Your answer should consist only of the records, copied exactly, with the images removed.

----

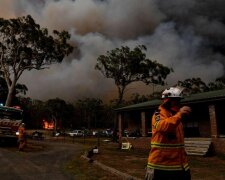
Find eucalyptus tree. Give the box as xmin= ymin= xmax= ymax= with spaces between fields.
xmin=176 ymin=78 xmax=209 ymax=94
xmin=0 ymin=76 xmax=28 ymax=105
xmin=95 ymin=45 xmax=172 ymax=105
xmin=177 ymin=77 xmax=225 ymax=94
xmin=0 ymin=15 xmax=73 ymax=106
xmin=208 ymin=78 xmax=225 ymax=91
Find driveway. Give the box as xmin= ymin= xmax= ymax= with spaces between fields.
xmin=0 ymin=140 xmax=83 ymax=180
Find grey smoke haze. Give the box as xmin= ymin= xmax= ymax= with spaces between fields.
xmin=0 ymin=0 xmax=225 ymax=102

----

> [OUTPUT FOR THIS EXERCISE]:
Find eucalyptus tree. Give the box as xmin= ymin= xmax= ymax= with spaces between fields.
xmin=176 ymin=78 xmax=209 ymax=94
xmin=0 ymin=76 xmax=28 ymax=105
xmin=95 ymin=45 xmax=172 ymax=105
xmin=177 ymin=77 xmax=225 ymax=94
xmin=0 ymin=15 xmax=73 ymax=106
xmin=208 ymin=78 xmax=225 ymax=91
Find driveway. Give the box as xmin= ymin= xmax= ymax= with spaces between fields.
xmin=0 ymin=140 xmax=83 ymax=180
Find grey smoke haze. Give the box as xmin= ymin= xmax= ymax= with spaces between fields.
xmin=0 ymin=0 xmax=225 ymax=102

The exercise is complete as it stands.